_Görev 1_.
Kılıçdaroğlu'na yöneltilen sorular metninden bir bölümü aynen yineleyin. "KILIÇDAROĞLU’NA 10 SORU" sözlerinin geçtiği yerden başlayın ve "harekâtlarını destekliyor mu?" sözlerinden sonra durun.
_Görev 2_.
Kılıçdaroğlu'na yöneltilen sorular metnine göre, yazarın Kılıçdaroğlu'nu muhatap almaya başlaması hangi şarta bağlıdır? Bir ila üç cümleyle açıklayın.

_Verilen metin_.
/---

KILIÇDAROĞLU’NA 10 SORU
ADAY MI DEĞİL Mİ
Kılıçdaroğlu’na, birkaç soru sormak istiyorum. Bu sorulara öyle kıvırtarak, laf çevirerek, yuvarlak sözler ederek değil kesin, kati, net cevap vermesini bekliyorum. Şayet bu delikanlılığı yaparsa kendisini siyaseten ve tıbben mazur görmekten vazgeçip, muhatap almaya başlayabiliriz.
PKK’dan YPG’ye bölücü terör örgütünün bütün unsurlarını, DHKP-C’den TİKKO’ya, FETÖ’den DEAŞ’a tüm terör örgütlerini ve siyasi uzantılarını, medya destekçilerini, yurtdışında bağlantılarıyla birlikte en şiddetli şekilde lanetliyor mu, lanetlemiyor mu?
PKK ve YPG’ye karşı yürütülen sınır ötesi harekâtlarını destekliyor mu?
Ülkemizin milli çıkarlarına yönelik kendi devletinin izlediği politikaların yanında mı, değil mi?
Türkiye’nin Akdeniz ve Ege’de sınır hattından kalıcı ekonomik bölgeler oluşturma çabalarına kadar verdiği milli mücadelede ülkesinin safında mı, yoksa karşımızdakilerin safında mı?

\---

_Veri kümesi kayıtları_.
/---

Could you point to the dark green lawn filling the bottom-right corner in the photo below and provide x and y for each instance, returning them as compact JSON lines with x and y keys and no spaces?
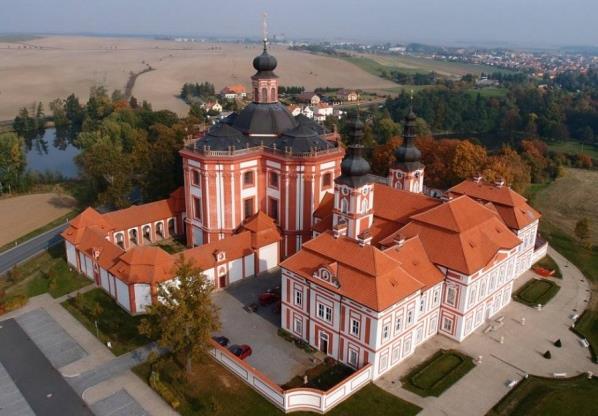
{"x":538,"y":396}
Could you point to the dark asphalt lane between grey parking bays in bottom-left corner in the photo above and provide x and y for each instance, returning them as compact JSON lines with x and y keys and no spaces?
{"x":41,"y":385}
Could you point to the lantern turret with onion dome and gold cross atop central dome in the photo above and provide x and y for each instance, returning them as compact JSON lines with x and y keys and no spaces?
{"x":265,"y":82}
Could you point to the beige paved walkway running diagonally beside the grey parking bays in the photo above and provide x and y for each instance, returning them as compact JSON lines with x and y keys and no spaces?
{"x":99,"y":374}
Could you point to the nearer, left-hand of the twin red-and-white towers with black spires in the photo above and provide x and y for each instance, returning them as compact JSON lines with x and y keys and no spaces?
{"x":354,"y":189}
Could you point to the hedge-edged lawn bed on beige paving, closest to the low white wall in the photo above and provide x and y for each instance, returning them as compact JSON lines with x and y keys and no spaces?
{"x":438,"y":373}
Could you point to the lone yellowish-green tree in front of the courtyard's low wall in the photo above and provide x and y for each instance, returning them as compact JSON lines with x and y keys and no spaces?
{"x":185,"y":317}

\---
/---

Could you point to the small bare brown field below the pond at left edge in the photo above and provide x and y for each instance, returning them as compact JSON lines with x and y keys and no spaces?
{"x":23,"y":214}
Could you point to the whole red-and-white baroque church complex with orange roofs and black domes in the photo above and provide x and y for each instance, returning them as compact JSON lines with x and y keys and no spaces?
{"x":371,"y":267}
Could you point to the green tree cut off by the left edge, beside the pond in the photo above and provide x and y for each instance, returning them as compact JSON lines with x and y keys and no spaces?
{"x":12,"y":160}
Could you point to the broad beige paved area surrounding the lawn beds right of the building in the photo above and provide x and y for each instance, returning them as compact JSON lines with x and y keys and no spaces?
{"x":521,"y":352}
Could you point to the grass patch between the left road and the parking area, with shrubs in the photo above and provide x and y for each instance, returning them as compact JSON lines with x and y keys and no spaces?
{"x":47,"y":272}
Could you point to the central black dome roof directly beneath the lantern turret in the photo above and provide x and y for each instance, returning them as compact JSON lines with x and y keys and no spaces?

\---
/---

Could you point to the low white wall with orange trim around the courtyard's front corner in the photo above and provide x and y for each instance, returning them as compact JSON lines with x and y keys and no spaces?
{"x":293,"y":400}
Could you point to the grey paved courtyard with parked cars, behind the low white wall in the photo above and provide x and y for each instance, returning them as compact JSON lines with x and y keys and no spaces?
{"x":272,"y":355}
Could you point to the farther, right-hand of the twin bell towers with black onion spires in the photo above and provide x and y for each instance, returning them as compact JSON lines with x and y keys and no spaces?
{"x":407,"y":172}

\---

_Alıştırma cevabı 1_.
KILIÇDAROĞLU’NA 10 SORU
ADAY MI DEĞİL Mİ
Kılıçdaroğlu’na, birkaç soru sormak istiyorum. Bu sorulara öyle kıvırtarak, laf çevirerek, yuvarlak sözler ederek değil kesin, kati, net cevap vermesini bekliyorum. Şayet bu delikanlılığı yaparsa kendisini siyaseten ve tıbben mazur görmekten vazgeçip, muhatap almaya başlayabiliriz.
PKK’dan YPG’ye bölücü terör örgütünün bütün unsurlarını, DHKP-C’den TİKKO’ya, FETÖ’den DEAŞ’a tüm terör örgütlerini ve siyasi uzantılarını, medya destekçilerini, yurtdışında bağlantılarıyla birlikte en şiddetli şekilde lanetliyor mu, lanetlemiyor mu?
PKK ve YPG’ye karşı yürütülen sınır ötesi harekâtlarını destekliyor mu?

_Alıştırma cevabı 2_.
Yazar, Kılıçdaroğlu'nun sorulara kıvırtarak, laf çevirerek ya da yuvarlak sözler ederek değil, kesin ve net cevap vermesini bekliyor. Bunu yaparsa onu siyaseten ve tıbben mazur görmekten vazgeçip muhatap almaya başlayabileceklerini söylüyor.